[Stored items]
-*-*-

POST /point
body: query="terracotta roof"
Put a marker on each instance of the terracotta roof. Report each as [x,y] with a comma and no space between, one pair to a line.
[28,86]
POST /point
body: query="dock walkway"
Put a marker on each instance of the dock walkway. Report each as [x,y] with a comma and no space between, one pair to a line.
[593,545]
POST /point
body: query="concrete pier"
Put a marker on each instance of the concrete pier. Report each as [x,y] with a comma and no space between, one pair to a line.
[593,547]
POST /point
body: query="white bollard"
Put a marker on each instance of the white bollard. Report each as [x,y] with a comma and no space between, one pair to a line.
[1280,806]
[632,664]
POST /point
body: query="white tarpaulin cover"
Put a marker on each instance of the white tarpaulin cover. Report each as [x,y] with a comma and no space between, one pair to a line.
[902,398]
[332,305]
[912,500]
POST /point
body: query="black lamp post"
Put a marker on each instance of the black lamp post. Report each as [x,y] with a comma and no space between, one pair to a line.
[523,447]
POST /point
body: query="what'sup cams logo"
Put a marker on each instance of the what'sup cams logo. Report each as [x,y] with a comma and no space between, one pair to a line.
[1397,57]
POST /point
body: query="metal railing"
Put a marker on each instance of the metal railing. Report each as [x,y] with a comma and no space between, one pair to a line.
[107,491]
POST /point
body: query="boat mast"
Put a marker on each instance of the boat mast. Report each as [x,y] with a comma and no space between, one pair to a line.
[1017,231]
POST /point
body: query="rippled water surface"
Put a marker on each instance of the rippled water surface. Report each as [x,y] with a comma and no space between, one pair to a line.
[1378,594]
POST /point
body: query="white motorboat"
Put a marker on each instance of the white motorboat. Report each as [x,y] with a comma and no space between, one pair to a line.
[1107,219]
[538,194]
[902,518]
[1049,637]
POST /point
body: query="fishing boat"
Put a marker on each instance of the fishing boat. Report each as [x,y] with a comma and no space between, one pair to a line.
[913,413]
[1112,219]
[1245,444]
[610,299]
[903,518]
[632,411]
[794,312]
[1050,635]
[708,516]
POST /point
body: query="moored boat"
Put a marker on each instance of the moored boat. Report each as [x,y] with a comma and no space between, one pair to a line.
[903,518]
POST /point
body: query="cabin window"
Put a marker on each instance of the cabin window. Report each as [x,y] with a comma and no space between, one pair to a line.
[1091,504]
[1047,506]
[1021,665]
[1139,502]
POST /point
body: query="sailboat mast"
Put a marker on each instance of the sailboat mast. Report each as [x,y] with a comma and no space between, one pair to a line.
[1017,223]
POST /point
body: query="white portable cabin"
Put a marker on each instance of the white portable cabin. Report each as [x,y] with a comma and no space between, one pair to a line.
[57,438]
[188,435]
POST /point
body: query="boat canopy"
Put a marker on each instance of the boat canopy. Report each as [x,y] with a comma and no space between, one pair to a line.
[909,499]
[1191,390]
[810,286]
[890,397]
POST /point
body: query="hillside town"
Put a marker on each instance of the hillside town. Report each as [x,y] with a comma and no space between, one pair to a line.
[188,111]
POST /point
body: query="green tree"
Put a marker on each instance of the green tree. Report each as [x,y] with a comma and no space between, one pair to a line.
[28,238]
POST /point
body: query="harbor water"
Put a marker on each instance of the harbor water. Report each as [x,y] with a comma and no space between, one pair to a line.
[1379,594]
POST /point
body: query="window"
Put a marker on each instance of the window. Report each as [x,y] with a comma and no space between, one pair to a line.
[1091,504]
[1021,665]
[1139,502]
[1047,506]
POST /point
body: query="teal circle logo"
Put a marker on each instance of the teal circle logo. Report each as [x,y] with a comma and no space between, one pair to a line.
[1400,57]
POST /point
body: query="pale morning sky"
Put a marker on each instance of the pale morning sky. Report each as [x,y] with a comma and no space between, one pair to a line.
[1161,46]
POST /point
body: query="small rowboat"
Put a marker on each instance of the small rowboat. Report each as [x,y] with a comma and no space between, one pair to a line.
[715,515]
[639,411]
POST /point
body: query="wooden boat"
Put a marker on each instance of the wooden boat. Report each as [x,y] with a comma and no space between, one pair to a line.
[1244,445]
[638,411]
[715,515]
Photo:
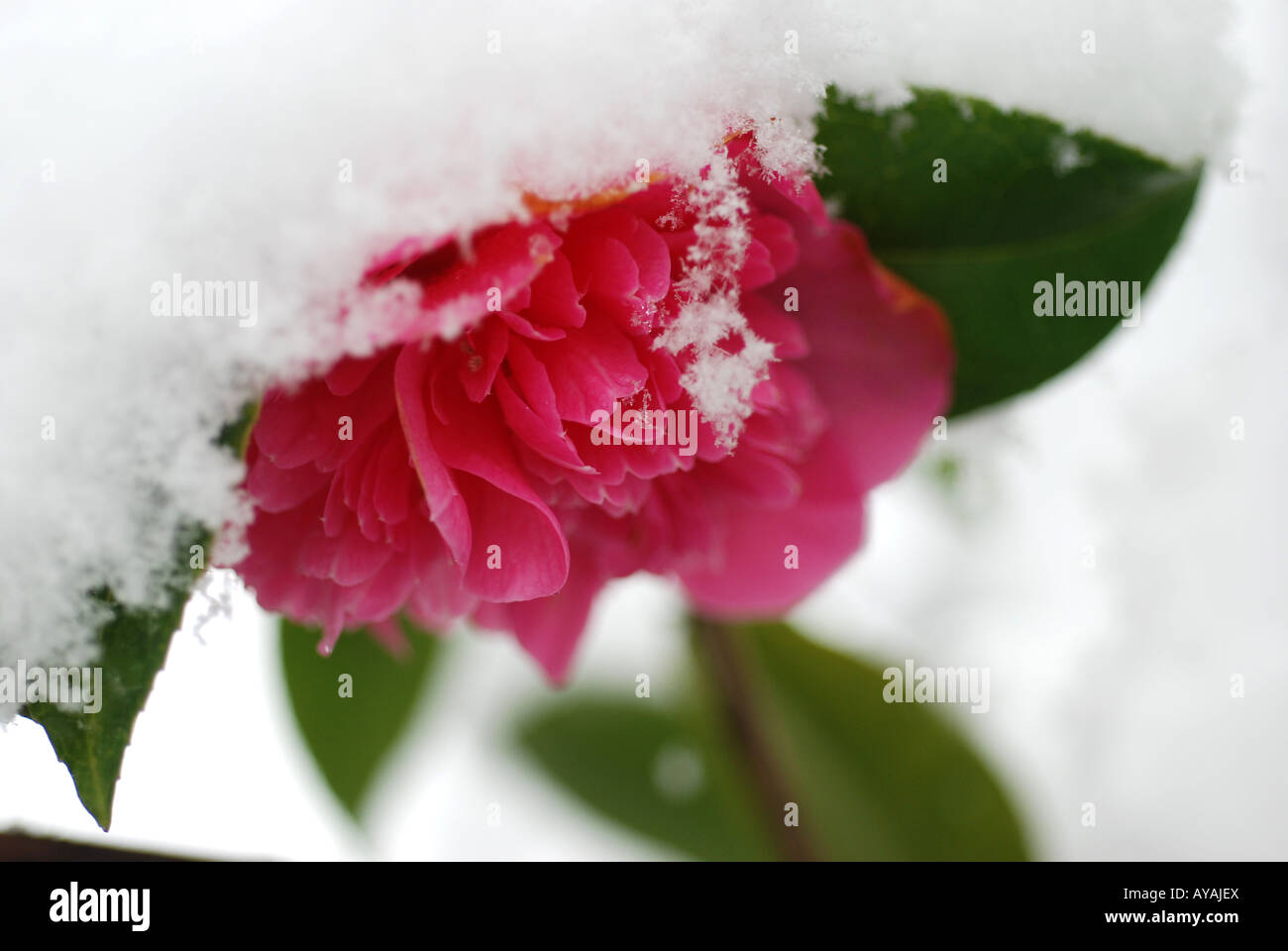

-*-*-

> [Aim] Report each line of the records that contains the word "railing", copying every such line in full.

> [Result of this exercise]
body: query="metal railing"
Put a marker on each instance of the metal railing. Report each as [x,y] with a comma and no space between, one pair to a line.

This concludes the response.